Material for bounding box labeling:

»»

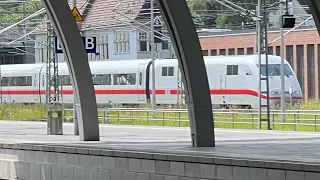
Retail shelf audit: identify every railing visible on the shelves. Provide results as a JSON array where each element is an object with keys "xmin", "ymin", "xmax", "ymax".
[{"xmin": 64, "ymin": 108, "xmax": 320, "ymax": 132}]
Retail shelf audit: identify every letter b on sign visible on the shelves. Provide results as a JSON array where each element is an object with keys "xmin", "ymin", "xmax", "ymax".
[{"xmin": 82, "ymin": 37, "xmax": 97, "ymax": 53}]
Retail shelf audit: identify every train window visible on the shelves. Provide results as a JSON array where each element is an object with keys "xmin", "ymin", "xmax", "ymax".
[
  {"xmin": 1, "ymin": 77, "xmax": 9, "ymax": 86},
  {"xmin": 162, "ymin": 67, "xmax": 174, "ymax": 76},
  {"xmin": 162, "ymin": 67, "xmax": 168, "ymax": 76},
  {"xmin": 2, "ymin": 76, "xmax": 32, "ymax": 86},
  {"xmin": 139, "ymin": 72, "xmax": 142, "ymax": 86},
  {"xmin": 59, "ymin": 75, "xmax": 71, "ymax": 86},
  {"xmin": 113, "ymin": 73, "xmax": 136, "ymax": 85},
  {"xmin": 227, "ymin": 65, "xmax": 238, "ymax": 75},
  {"xmin": 168, "ymin": 67, "xmax": 173, "ymax": 76},
  {"xmin": 93, "ymin": 74, "xmax": 111, "ymax": 85}
]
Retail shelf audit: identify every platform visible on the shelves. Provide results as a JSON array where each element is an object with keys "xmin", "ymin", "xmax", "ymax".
[{"xmin": 0, "ymin": 121, "xmax": 320, "ymax": 180}]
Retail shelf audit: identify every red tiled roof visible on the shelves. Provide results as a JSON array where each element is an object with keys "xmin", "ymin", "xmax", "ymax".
[{"xmin": 35, "ymin": 0, "xmax": 146, "ymax": 33}]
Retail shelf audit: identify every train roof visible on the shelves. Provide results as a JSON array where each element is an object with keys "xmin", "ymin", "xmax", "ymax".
[{"xmin": 1, "ymin": 55, "xmax": 288, "ymax": 72}]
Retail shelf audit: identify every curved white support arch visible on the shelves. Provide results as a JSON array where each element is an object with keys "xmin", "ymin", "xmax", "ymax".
[{"xmin": 43, "ymin": 0, "xmax": 100, "ymax": 141}]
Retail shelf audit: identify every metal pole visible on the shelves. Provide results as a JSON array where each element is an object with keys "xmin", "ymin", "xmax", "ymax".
[
  {"xmin": 72, "ymin": 0, "xmax": 80, "ymax": 135},
  {"xmin": 150, "ymin": 0, "xmax": 157, "ymax": 118},
  {"xmin": 280, "ymin": 0, "xmax": 286, "ymax": 123},
  {"xmin": 257, "ymin": 0, "xmax": 261, "ymax": 129}
]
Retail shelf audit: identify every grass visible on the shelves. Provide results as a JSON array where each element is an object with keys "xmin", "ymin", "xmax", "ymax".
[{"xmin": 0, "ymin": 101, "xmax": 320, "ymax": 132}]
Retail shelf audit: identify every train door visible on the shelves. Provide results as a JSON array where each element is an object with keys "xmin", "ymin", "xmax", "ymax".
[
  {"xmin": 216, "ymin": 65, "xmax": 227, "ymax": 104},
  {"xmin": 137, "ymin": 64, "xmax": 146, "ymax": 101},
  {"xmin": 33, "ymin": 68, "xmax": 41, "ymax": 102}
]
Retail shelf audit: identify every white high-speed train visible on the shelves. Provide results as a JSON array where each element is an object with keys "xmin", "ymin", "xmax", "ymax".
[{"xmin": 0, "ymin": 55, "xmax": 303, "ymax": 108}]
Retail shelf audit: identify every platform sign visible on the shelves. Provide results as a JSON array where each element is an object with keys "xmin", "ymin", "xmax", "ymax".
[
  {"xmin": 153, "ymin": 16, "xmax": 163, "ymax": 27},
  {"xmin": 72, "ymin": 7, "xmax": 84, "ymax": 21},
  {"xmin": 54, "ymin": 36, "xmax": 97, "ymax": 53}
]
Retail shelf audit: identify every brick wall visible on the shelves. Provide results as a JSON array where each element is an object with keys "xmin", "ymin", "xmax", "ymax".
[{"xmin": 200, "ymin": 29, "xmax": 320, "ymax": 101}]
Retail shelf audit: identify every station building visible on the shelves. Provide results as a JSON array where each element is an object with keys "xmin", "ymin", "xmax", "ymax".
[{"xmin": 34, "ymin": 0, "xmax": 174, "ymax": 62}]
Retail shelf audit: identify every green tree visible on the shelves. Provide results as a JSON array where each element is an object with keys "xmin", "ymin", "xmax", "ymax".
[
  {"xmin": 187, "ymin": 0, "xmax": 217, "ymax": 28},
  {"xmin": 188, "ymin": 0, "xmax": 282, "ymax": 29}
]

««

THE EXERCISE: Copy the material from the line containing "Retail shelf audit: identify every station" through the end of the material, renaming "Retail shelf audit" to "Store shelf review" and keeping everything else the same.

RESULT FOR THIS EXERCISE:
Store shelf review: identify every station building visible on the shelves. Provide results as a JSON array where each element is an object with keys "xmin", "ymin", "xmax", "ymax".
[{"xmin": 34, "ymin": 0, "xmax": 174, "ymax": 62}]
Store shelf review: identify every green tree visible on the shelves. Provide results as a JSON array where each element is an object with keys "xmin", "ymin", "xmax", "ymax".
[
  {"xmin": 187, "ymin": 0, "xmax": 217, "ymax": 28},
  {"xmin": 188, "ymin": 0, "xmax": 282, "ymax": 29}
]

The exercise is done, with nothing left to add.